▶ [What the task asks]:
Show every line of the listing below that contains the string "truck", matching case exactly.
┌─ Source records
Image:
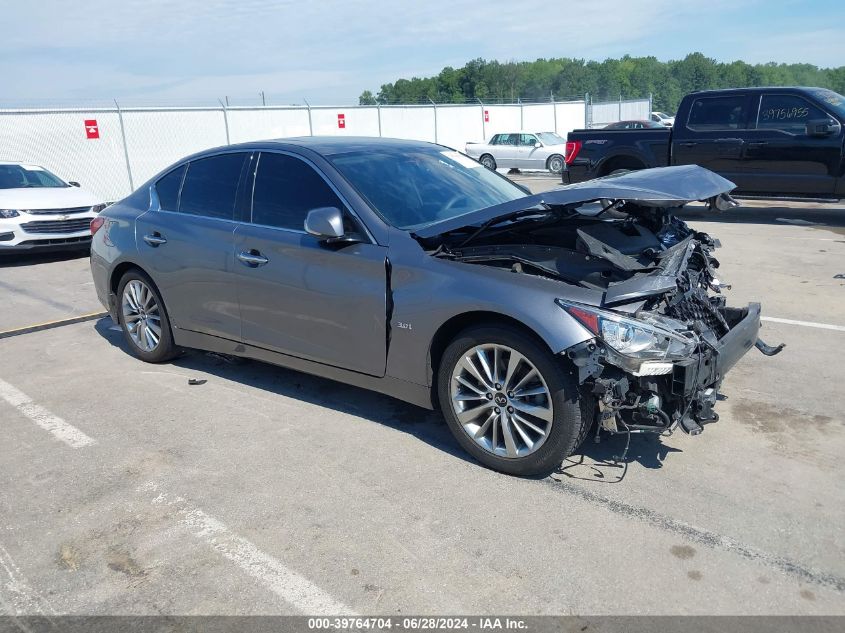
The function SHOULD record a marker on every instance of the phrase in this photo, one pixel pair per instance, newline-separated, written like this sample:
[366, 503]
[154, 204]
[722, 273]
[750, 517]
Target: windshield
[27, 176]
[832, 100]
[550, 138]
[413, 188]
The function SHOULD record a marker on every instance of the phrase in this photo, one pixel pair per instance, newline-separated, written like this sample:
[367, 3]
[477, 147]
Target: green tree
[631, 77]
[367, 98]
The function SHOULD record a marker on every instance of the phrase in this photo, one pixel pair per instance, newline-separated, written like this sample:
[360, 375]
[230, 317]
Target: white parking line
[16, 595]
[823, 326]
[53, 424]
[299, 592]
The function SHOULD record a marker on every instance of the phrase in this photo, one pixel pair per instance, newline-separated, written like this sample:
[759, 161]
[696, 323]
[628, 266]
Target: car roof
[756, 89]
[327, 145]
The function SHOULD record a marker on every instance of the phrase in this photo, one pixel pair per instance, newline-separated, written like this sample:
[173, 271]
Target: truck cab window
[788, 113]
[718, 113]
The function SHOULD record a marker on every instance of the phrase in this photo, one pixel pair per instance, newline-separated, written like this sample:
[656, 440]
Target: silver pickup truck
[521, 150]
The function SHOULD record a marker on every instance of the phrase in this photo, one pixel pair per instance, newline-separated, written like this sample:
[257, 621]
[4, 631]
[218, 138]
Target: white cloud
[200, 49]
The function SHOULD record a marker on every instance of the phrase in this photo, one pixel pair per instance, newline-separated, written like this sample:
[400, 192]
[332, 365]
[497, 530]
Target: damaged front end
[663, 337]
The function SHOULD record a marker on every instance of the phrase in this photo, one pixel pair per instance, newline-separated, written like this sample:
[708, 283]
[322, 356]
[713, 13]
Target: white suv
[39, 210]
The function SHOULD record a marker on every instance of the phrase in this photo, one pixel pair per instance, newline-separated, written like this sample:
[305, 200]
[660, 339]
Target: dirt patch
[684, 552]
[122, 562]
[767, 418]
[69, 557]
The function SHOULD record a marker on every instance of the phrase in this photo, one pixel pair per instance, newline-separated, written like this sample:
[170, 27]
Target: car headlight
[632, 338]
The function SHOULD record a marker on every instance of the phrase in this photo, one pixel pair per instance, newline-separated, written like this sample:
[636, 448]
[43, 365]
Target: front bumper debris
[685, 395]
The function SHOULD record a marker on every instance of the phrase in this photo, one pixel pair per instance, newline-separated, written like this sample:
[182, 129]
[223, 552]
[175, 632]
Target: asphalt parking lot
[123, 489]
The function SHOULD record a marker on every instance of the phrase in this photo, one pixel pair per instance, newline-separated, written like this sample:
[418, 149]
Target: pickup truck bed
[771, 142]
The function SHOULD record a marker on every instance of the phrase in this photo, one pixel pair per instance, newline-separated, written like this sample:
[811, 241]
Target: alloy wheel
[501, 401]
[141, 315]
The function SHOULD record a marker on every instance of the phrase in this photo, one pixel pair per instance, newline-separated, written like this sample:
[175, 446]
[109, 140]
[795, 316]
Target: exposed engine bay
[664, 336]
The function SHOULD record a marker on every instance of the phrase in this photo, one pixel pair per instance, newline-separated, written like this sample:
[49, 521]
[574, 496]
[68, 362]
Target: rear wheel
[510, 402]
[143, 318]
[488, 161]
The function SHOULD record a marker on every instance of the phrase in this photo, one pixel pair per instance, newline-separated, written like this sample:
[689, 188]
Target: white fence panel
[635, 111]
[458, 124]
[502, 118]
[265, 123]
[413, 122]
[570, 116]
[157, 138]
[58, 142]
[538, 117]
[612, 111]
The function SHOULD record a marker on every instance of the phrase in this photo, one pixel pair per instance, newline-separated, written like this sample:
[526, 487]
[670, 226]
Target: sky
[198, 51]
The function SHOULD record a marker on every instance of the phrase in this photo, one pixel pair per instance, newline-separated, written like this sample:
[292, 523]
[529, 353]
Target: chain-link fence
[113, 150]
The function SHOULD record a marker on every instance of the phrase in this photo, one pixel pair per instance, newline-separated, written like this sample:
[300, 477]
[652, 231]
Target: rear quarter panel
[114, 244]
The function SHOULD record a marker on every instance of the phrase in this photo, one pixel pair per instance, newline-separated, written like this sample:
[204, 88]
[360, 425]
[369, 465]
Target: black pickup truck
[771, 142]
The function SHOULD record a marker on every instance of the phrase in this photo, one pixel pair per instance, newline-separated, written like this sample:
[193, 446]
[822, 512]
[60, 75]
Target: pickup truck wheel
[509, 402]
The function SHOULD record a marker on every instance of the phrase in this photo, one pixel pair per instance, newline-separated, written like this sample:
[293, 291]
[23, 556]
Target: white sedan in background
[521, 150]
[40, 211]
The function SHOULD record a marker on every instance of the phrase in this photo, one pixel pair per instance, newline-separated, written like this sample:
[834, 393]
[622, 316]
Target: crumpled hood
[47, 198]
[657, 187]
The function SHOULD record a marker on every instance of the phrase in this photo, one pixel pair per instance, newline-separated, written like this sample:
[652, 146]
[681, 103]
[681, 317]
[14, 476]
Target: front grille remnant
[695, 306]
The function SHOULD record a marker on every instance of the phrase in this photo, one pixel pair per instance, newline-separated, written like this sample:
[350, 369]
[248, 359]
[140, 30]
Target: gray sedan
[409, 269]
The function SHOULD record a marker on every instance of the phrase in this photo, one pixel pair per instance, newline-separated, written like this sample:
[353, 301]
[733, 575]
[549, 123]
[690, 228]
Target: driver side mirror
[820, 128]
[325, 223]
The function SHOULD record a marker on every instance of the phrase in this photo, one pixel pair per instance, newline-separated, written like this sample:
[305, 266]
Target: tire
[550, 413]
[555, 164]
[488, 161]
[139, 302]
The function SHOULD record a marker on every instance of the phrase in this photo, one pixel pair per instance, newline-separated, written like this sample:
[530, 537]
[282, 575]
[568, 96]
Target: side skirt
[413, 393]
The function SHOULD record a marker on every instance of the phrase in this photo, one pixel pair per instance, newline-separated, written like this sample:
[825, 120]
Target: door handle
[252, 258]
[155, 239]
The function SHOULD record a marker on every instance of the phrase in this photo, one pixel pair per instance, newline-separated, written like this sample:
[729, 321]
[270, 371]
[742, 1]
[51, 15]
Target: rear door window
[788, 113]
[211, 186]
[286, 189]
[167, 189]
[718, 113]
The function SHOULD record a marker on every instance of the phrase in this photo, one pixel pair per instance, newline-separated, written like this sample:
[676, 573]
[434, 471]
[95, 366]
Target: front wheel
[509, 401]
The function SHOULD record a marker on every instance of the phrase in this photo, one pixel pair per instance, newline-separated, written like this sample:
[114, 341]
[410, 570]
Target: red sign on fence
[92, 130]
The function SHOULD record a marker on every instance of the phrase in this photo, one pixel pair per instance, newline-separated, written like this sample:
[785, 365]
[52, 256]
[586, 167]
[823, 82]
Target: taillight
[572, 149]
[96, 224]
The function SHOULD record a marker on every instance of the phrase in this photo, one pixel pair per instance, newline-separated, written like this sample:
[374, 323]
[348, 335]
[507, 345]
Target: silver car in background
[409, 269]
[521, 150]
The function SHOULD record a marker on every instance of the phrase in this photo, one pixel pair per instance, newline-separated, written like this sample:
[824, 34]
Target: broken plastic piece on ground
[769, 350]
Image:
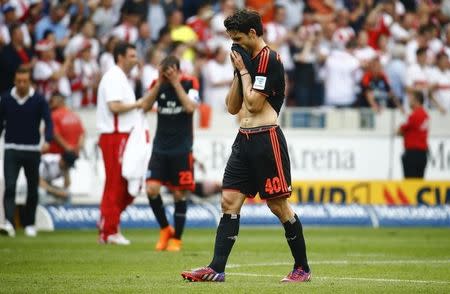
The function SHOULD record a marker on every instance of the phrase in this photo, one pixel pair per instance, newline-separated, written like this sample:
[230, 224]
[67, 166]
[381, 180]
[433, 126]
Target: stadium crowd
[342, 53]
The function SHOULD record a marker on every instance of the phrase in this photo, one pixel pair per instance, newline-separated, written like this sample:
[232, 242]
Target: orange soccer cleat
[164, 236]
[174, 245]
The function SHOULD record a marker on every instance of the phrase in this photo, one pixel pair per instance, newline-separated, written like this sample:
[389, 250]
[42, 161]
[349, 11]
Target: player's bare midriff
[267, 116]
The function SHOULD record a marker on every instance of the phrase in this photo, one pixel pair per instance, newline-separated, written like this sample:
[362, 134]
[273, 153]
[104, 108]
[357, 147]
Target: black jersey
[174, 132]
[269, 77]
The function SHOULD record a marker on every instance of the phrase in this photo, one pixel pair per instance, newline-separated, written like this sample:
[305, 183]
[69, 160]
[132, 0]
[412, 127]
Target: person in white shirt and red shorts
[116, 115]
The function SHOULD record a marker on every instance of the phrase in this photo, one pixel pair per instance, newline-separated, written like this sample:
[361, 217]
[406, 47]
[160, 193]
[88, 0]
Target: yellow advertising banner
[407, 192]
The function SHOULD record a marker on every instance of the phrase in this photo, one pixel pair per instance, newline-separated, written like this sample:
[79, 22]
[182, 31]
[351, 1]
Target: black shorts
[259, 163]
[176, 171]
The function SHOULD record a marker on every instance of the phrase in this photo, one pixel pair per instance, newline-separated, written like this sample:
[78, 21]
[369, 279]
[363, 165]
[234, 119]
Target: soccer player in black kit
[171, 163]
[259, 162]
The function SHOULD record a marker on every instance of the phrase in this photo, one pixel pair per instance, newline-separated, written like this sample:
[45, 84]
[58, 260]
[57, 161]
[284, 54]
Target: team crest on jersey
[260, 83]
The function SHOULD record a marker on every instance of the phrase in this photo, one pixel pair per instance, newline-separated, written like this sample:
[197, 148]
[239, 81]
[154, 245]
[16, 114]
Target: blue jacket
[22, 118]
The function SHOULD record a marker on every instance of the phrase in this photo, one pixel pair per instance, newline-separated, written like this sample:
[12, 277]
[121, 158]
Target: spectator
[340, 77]
[12, 56]
[395, 71]
[418, 77]
[219, 36]
[182, 33]
[143, 43]
[415, 138]
[127, 30]
[164, 41]
[21, 112]
[10, 19]
[85, 78]
[105, 17]
[68, 129]
[200, 23]
[294, 12]
[54, 22]
[344, 31]
[156, 18]
[440, 82]
[263, 7]
[306, 59]
[376, 92]
[217, 77]
[424, 35]
[52, 168]
[50, 75]
[363, 52]
[107, 58]
[86, 35]
[278, 38]
[150, 68]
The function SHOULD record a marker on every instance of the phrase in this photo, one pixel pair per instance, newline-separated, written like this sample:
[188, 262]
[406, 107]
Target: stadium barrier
[200, 216]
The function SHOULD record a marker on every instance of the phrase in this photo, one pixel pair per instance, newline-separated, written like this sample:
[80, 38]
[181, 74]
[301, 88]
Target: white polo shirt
[340, 75]
[442, 80]
[114, 86]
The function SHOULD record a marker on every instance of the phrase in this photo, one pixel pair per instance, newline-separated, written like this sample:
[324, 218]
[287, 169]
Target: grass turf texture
[343, 260]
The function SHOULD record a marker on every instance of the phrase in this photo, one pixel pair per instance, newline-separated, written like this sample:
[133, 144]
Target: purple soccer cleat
[298, 275]
[204, 274]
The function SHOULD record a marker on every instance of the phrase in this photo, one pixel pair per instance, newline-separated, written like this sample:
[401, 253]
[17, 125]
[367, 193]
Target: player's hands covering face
[237, 61]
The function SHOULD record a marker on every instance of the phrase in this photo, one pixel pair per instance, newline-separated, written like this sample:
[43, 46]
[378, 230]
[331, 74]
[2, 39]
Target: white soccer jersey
[76, 43]
[126, 33]
[114, 86]
[442, 81]
[42, 72]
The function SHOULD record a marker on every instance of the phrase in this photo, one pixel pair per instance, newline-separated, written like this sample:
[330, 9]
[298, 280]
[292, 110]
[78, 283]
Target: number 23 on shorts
[185, 177]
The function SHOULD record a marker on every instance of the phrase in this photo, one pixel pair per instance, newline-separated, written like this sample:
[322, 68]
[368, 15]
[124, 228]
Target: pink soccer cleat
[298, 275]
[204, 274]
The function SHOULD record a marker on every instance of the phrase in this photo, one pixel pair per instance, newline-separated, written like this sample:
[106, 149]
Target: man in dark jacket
[21, 111]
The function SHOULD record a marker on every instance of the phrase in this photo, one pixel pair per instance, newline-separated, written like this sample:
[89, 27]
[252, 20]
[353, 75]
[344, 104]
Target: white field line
[380, 280]
[344, 262]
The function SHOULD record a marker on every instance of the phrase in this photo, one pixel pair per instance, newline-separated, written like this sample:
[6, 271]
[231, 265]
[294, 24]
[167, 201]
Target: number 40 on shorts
[273, 185]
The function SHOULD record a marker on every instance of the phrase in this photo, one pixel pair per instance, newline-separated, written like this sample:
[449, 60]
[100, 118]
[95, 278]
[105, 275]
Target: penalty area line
[346, 262]
[378, 280]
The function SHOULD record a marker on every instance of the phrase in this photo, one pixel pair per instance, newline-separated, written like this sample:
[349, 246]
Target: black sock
[158, 209]
[294, 235]
[226, 235]
[179, 217]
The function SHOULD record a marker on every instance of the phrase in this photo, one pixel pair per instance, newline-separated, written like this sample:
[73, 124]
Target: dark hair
[170, 61]
[48, 32]
[23, 69]
[278, 7]
[69, 158]
[421, 50]
[121, 48]
[441, 55]
[58, 94]
[243, 20]
[418, 95]
[13, 27]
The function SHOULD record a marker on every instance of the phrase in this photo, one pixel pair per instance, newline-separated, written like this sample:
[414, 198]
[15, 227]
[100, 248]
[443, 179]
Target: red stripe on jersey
[194, 80]
[262, 60]
[266, 61]
[276, 152]
[116, 123]
[283, 177]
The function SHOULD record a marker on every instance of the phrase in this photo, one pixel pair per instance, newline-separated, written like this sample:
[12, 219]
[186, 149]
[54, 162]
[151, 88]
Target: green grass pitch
[343, 260]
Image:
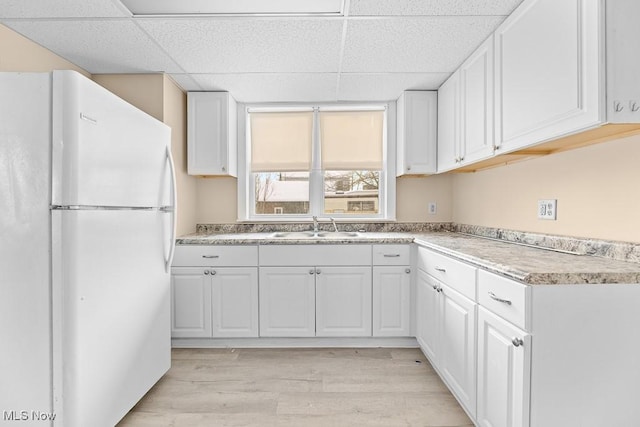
└─
▶ [Solution to the problem]:
Target: truck cab window
Target: silver pickup truck
Target: pickup truck bed
Target: black pickup truck
Target: pickup truck wheel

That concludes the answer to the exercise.